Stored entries
********************

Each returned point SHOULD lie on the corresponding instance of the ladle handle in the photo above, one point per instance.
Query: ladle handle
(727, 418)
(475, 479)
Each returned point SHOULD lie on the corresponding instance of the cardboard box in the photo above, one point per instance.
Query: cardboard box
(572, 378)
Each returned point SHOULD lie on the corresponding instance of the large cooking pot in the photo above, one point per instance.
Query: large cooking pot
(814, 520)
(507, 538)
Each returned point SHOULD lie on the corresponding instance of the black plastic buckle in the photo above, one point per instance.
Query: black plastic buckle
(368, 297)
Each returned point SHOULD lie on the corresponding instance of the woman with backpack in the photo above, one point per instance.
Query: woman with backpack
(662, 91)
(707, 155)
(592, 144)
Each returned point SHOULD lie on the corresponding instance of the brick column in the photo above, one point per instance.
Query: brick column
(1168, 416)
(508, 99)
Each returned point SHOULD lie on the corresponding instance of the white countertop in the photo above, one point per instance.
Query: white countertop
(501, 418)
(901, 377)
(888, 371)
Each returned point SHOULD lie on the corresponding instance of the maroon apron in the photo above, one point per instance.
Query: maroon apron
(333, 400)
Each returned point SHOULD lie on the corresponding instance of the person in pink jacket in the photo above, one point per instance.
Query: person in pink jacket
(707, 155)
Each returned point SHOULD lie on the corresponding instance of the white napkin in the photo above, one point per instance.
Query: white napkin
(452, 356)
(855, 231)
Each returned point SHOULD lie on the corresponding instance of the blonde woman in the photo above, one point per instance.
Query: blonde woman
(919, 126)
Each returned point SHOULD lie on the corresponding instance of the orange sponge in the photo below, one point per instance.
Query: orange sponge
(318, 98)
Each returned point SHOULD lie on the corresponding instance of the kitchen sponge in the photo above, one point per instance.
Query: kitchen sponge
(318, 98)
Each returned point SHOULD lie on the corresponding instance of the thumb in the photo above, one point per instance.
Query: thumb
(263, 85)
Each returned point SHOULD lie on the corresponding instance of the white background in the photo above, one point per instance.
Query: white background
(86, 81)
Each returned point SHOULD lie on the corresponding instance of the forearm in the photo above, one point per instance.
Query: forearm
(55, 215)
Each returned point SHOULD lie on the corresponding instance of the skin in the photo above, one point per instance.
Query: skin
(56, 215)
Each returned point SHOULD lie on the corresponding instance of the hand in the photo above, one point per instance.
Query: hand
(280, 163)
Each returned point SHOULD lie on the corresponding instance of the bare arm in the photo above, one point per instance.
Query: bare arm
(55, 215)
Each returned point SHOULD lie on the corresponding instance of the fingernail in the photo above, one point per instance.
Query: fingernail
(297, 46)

********************

**Task brief:** Take the line above containing "Query: person in pink jacket", the line containing "of the blonde", and all lines in between, and copy them exactly without anything else.

**Answer box:**
Query: person in pink jacket
(707, 155)
Each returned point SHOULD lie on the corresponding instance of the white napkin in the photo above, one point per instance.
Query: white napkin
(452, 356)
(855, 231)
Each returned point SHOULD lie on the corresponding instance of the blonde woman in the photo above, one point per instance.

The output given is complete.